> [Consigna del ejercicio A]
Identifica y copia todas las líneas de las filas que aparecen más abajo que contienen la cadena "black", teniendo en cuenta las mayúsculas y minúsculas.

> [Fragmento de origen]
┏━━

# problema para subir pagina a hosting...ayudenme =(

## orfesth

Hola me llamo carlos y les digo antes que todo , disculpen ya que nuevo en este mundo de subir archivos a internet y puede que pregunte cosas muy faciles para ustedes pero para mi es un poco complicado ya que nunca habia hecho esto =(

Bueno les cuento que he creado una pagina web el cual la cree con dreamweaver y me compre un hosting para poder subir la pagina web pero no lo puedo subir ya que no me deja entrar al sitio ftp

me sale esto: 

Estado:	Conectando a 208.101.21.82:21...

Estado:	Conexión establecida, esperando el mensaje de bienvenida...

Respuesta:	220---------- Welcome to Pure-FTPd [privsep] [TLS] ----------

Respuesta:	220-You are user number 2 of 50 allowed.

Respuesta:	220-Local time is now 23:56. Server port: 21.

Respuesta:	220-This is a private system - No anonymous login

Respuesta:	220-IPv6 connections are also welcome on this server.

Respuesta:	220 You will be disconnected after 15 minutes of inactivity.

Comando:	USER divastoadmin

Respuesta:	331 User divasto OK. Password required

Comando:	PASS ********

Respuesta:	530 Login authentication failed

Error:	Error crítico

Error:	No se pudo conectar al servidor

Creo que el password esta erroneo pero la empresa que me vendio el hosting me dice que es correcta ....  quiszas hize algo mal o no se...  :Crying or Very sad: 

1.-que podria ser??

2.-no tengo un dominio comprado todavia ...se puede subir a la  pagina ftp sin necesidad de tener dominio ???

3.-necesito un programa aparte de filezilla para trabajar ???

4.- alguien me podria dar pasos exactos para poder subir con exito mi pagina...les prregunto a ustedes por que se nota que saben y me gustaria aprender tal como ustedes aprendieron por primera vez    :Razz: 

PD: LE HE CAMBIADO EL NOMBRE DE USUARIO COMO PARA VER SI ME SALE INCORRECTO ,PERO ME RECONOCE COMO QUE TAMBIEN ES UN NOMBRE CORRECTO EJEMPLO:

(Comando:	USER BLABLABLA

Respuesta:	331 User BLABLABLA OK. Password required

PERO DESPUES ME APARECE EL MISMO ERROR:

Comando:	PASS ********

Respuesta:	530 Login authentication failed

Error:	Error crítico

Error:	No se pudo conectar al servidor

AYUDENME =(

----------

## Luciernaga

Pregunto: ¿y porque pagas cuando lo puedes hacer gratis?

Hosting gratuito: http://www.razyhosting.com/

El cómo manejarlo: http://www.comocreartuweb.com/

Espero que te sirva de algo ... saludetes  :Wink: 

----------

## demostenes

Evidentemente o estás poniendo mal el usuario o la clave. 

Lo raro es que te hayan dado alojamiento sin tener un dominio. Nunca he tenido problemas al subir nada a la web de la empresa siempre que he puesto correctamente usuario y clave. 

Con el filezilla no puedo ayudarte, uso el gftp.

Saludos cordiales

----------

## Stolz

 *Quote:*   

> Comando: USER divastoadmin
> 
> Respuesta: 331 User divasto OK. Password required 
> 
> 

 

Algo no me cuadra, fíkate en el usuario que envías y en el que se recibe, no coinciden. No se por qué ocurre, pero esa puede ser la causa

----------

┗━━

> [Consigna del ejercicio B]
Transcribe sin cambios, del hilo del foro sobre el acceso por FTP que está arriba, todo lo que va desde "Evidentemente o estás" hasta "usuario y clave.".

> [Material proporcionado]
┏━━

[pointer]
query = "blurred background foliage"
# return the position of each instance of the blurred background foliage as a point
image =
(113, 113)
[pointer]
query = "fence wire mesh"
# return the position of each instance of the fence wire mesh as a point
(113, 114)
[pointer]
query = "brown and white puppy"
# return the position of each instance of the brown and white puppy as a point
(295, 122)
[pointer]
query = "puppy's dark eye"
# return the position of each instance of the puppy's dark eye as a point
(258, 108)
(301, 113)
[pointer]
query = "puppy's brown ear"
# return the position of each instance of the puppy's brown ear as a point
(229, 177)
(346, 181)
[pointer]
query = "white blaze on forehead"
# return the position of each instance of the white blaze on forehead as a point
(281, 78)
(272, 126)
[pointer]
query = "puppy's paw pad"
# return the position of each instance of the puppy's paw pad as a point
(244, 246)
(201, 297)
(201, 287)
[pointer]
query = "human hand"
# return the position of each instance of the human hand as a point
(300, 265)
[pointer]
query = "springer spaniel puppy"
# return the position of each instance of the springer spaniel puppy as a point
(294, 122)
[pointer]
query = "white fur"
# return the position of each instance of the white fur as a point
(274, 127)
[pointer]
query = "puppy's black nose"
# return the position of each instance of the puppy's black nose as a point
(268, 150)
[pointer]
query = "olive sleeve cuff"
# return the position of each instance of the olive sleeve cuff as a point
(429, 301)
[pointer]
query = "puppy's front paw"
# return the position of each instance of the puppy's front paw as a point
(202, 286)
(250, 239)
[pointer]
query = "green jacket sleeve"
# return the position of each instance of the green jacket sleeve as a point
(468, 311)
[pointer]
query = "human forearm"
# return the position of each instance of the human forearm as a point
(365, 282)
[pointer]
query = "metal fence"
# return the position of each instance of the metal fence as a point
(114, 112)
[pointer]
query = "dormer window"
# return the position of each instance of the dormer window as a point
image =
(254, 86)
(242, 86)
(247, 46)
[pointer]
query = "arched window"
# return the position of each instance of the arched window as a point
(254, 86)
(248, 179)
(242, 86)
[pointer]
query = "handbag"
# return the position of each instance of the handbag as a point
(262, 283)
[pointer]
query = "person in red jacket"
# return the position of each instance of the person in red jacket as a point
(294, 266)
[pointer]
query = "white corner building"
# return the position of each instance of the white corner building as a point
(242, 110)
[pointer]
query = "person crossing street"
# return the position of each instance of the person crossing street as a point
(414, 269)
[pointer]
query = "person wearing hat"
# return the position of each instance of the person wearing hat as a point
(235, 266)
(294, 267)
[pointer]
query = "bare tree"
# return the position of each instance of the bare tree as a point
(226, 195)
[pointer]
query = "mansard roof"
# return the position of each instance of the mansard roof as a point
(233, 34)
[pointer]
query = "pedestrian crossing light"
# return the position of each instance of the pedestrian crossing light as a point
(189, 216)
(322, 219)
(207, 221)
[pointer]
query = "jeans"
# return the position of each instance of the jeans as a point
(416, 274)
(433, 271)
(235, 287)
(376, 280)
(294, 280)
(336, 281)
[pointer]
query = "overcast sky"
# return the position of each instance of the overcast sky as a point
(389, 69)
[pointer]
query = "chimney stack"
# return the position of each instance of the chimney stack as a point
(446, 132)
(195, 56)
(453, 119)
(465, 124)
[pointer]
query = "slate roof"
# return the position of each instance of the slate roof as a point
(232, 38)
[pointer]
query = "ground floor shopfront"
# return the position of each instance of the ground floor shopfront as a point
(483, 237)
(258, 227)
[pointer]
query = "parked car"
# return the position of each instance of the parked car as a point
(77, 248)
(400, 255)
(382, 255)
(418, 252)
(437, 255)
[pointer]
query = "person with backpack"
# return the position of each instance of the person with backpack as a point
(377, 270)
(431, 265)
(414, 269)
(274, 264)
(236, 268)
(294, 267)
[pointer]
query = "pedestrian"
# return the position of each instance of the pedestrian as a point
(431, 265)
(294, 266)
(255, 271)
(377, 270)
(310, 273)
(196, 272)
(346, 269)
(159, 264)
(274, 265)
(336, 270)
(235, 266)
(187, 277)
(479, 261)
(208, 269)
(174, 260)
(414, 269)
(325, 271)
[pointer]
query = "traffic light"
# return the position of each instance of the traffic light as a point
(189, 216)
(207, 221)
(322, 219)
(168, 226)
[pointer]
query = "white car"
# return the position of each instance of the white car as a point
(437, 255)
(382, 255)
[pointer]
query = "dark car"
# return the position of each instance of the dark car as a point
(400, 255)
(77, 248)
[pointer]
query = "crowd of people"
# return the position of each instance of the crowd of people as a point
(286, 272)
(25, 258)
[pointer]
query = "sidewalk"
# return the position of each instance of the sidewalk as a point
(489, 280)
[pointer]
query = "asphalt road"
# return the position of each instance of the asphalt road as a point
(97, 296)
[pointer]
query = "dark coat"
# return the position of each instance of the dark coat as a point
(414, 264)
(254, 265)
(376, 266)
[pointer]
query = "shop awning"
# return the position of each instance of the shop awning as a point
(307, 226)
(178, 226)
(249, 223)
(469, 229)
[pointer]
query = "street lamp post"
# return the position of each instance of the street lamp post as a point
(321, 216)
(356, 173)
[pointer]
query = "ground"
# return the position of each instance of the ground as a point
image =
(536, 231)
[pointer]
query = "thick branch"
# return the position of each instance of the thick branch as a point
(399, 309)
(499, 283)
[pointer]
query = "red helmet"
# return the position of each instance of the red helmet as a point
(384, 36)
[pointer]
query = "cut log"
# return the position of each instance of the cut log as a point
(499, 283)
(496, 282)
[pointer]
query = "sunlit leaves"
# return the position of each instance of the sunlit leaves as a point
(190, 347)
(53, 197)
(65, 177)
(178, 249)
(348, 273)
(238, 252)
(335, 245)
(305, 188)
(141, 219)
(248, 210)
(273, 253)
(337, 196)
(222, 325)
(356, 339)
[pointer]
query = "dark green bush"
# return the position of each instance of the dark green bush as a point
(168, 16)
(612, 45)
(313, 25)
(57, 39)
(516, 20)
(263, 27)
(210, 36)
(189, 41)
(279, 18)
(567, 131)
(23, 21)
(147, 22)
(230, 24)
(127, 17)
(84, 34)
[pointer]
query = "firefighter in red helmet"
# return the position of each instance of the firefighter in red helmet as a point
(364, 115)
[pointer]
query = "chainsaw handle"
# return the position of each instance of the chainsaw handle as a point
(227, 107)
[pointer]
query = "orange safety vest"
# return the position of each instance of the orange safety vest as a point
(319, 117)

┗━━

> [Resultado del ejercicio A]
query = "puppy's black nose"
# return the position of each instance of the puppy's black nose as a point

> [Resultado del ejercicio B]
Evidentemente o estás poniendo mal el usuario o la clave. 

Lo raro es que te hayan dado alojamiento sin tener un dominio. Nunca he tenido problemas al subir nada a la web de la empresa siempre que he puesto correctamente usuario y clave.